▶ [Requirement 1]: In the listing, switch "keypoint" to "marker" in the lines starting at the one containing "the white lane" and ending at the one containing "x=753 y=578". Return only those lines, with everything else unchanged.
____ Document extract
My Startup, a Retrospective - rdegges
http://www.rdegges.com/my-startup-a-retrospective/

======
wpietri
Great writeup. I really appreciate when people take the time to do this. And
also to risk dealing with the jackass criticism that usually comes from
putting yourself out there on the internet.

One thing that was underemphasized: They built in response to actual need,
which was great. If you click through to the announcement post [1], he
explains that he had spent 4 years doing telephony stuff, and was always
bothered by the lack of an API.

Good for them for taking their small proof of need and building small. And
then using that to get more proof of need as a way to justify further
investment. That's in contrast to a classic startup mistake, which is to jump
in and build something you just _think_ other people need.

[1] [http://www.rdegges.com/im-working-on-a-
startup/](http://www.rdegges.com/im-working-on-a-startup/)
________
____ Input
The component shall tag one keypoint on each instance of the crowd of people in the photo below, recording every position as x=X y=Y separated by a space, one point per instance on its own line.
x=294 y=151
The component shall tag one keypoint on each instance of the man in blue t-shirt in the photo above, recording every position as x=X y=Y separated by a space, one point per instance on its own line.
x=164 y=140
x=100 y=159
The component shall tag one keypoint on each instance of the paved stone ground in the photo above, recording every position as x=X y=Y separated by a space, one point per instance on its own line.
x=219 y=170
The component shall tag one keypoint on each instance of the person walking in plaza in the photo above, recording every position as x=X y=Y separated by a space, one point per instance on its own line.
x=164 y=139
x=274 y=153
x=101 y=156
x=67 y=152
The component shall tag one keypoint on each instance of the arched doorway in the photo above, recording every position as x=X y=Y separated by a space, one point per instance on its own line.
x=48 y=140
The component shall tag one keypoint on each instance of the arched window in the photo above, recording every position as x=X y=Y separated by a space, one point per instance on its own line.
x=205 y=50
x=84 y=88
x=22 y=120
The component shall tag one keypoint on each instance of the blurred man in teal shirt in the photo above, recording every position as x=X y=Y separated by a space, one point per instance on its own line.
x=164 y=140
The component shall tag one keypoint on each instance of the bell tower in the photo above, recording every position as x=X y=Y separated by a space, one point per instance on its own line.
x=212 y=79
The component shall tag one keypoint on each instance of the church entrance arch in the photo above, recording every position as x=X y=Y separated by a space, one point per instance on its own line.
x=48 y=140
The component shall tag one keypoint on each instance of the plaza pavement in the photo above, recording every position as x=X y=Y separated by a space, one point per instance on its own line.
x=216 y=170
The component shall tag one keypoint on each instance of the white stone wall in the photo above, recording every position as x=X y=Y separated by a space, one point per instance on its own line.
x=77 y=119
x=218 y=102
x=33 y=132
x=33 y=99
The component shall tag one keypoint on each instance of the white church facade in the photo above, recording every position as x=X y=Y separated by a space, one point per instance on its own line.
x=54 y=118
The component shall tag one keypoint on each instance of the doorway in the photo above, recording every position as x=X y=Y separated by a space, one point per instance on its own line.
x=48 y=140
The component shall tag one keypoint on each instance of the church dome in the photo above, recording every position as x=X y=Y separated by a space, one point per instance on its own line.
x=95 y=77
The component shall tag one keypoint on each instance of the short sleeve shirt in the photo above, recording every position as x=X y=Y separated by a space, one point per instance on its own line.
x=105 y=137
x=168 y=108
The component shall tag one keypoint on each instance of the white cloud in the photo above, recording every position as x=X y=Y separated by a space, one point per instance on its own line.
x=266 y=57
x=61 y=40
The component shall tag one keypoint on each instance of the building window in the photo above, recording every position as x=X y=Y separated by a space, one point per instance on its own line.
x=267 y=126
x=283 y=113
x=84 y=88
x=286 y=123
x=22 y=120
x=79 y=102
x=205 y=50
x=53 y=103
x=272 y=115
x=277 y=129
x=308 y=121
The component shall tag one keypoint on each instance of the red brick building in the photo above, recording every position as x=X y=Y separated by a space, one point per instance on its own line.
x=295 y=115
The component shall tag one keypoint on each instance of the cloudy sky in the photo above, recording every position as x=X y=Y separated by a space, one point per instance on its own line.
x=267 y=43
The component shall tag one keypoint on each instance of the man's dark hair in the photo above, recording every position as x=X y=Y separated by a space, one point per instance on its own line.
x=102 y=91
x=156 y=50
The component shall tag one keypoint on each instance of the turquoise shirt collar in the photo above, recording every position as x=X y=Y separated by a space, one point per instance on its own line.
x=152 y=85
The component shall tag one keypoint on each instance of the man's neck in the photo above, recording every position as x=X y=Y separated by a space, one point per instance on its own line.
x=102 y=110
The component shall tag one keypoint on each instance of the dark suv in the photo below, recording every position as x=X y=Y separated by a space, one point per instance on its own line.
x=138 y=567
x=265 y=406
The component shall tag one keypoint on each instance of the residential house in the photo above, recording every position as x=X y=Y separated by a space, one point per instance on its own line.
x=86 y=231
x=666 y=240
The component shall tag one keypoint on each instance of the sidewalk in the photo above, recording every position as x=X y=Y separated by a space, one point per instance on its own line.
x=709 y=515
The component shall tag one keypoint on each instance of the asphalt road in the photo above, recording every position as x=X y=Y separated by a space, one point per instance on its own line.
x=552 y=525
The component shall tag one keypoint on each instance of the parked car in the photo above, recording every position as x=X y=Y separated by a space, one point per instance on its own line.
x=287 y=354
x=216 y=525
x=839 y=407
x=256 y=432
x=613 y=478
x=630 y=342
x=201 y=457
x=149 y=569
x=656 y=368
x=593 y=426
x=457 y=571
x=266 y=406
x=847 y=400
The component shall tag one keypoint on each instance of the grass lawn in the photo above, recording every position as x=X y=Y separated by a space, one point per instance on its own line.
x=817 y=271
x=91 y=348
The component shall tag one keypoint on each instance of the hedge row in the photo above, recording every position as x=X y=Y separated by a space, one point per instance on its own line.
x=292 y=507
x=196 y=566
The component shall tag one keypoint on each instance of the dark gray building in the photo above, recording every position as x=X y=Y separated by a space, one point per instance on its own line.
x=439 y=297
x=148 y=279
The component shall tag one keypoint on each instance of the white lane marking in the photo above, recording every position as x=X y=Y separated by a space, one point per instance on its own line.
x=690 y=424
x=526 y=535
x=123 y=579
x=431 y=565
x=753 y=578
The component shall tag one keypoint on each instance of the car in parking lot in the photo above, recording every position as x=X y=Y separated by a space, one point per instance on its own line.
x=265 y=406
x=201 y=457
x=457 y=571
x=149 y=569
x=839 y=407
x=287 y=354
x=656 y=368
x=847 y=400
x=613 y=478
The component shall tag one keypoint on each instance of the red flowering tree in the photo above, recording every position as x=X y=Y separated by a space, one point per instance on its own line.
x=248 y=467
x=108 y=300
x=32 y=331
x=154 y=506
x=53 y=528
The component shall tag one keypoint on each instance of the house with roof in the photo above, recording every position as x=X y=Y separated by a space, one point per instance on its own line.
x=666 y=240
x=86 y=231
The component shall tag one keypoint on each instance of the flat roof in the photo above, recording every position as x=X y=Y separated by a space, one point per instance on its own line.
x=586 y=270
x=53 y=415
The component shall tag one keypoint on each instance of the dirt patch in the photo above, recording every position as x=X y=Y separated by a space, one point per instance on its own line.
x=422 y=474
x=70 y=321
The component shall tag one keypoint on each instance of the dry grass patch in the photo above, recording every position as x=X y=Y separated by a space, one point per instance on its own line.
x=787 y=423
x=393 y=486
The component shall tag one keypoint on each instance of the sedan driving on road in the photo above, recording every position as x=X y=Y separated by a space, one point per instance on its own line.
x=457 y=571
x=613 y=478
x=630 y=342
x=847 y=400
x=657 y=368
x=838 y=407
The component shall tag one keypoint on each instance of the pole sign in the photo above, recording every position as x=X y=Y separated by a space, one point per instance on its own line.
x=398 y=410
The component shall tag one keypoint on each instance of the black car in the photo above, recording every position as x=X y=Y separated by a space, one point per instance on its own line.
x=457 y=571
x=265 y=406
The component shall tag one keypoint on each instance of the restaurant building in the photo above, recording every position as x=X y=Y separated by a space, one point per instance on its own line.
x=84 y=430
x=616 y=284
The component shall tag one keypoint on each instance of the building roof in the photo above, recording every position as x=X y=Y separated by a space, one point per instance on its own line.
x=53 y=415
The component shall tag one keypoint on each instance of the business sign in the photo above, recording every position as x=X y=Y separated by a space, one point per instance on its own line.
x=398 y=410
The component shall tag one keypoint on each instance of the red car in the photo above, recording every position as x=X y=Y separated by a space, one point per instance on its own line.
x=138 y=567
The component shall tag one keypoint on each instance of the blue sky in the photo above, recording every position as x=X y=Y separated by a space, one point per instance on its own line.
________
▶ [Requirement 2]: Quote the comment on the startup retrospective word for word, starting at "Good for them" and ending at "startup/](http://www.rdegges.com/im-working-on-a-startup/)".

▶ [Exercise output 1]:
The component shall tag one marker on each instance of the white lane marking in the photo above, recording every position as x=X y=Y separated by a space, one point per instance on its own line.
x=690 y=424
x=526 y=535
x=123 y=579
x=431 y=565
x=753 y=578

▶ [Exercise output 2]:
Good for them for taking their small proof of need and building small. And
then using that to get more proof of need as a way to justify further
investment. That's in contrast to a classic startup mistake, which is to jump
in and build something you just _think_ other people need.

[1] [http://www.rdegges.com/im-working-on-a-
startup/](http://www.rdegges.com/im-working-on-a-startup/)